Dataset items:
• • •

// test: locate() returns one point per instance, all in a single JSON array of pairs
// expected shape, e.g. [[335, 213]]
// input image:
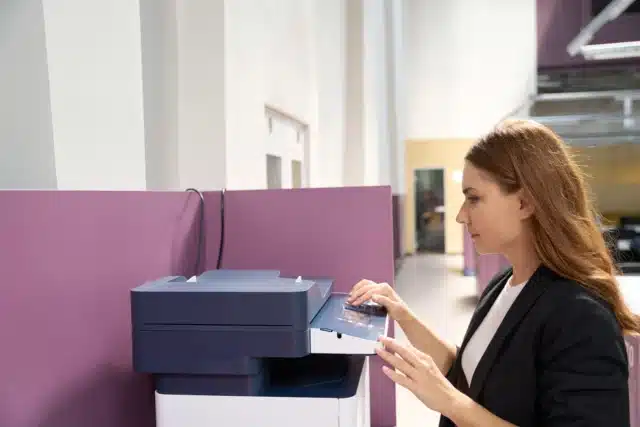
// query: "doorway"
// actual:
[[430, 210]]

• • •

▸ Task statement
Exclude the pictures, then write out every record exactly as it stands.

▸ Task result
// test: locate() returns one point per instance, all in a single JSON array of pairs
// expected shape, e.g. [[335, 213]]
// input image:
// query: "doorway"
// actual:
[[430, 210]]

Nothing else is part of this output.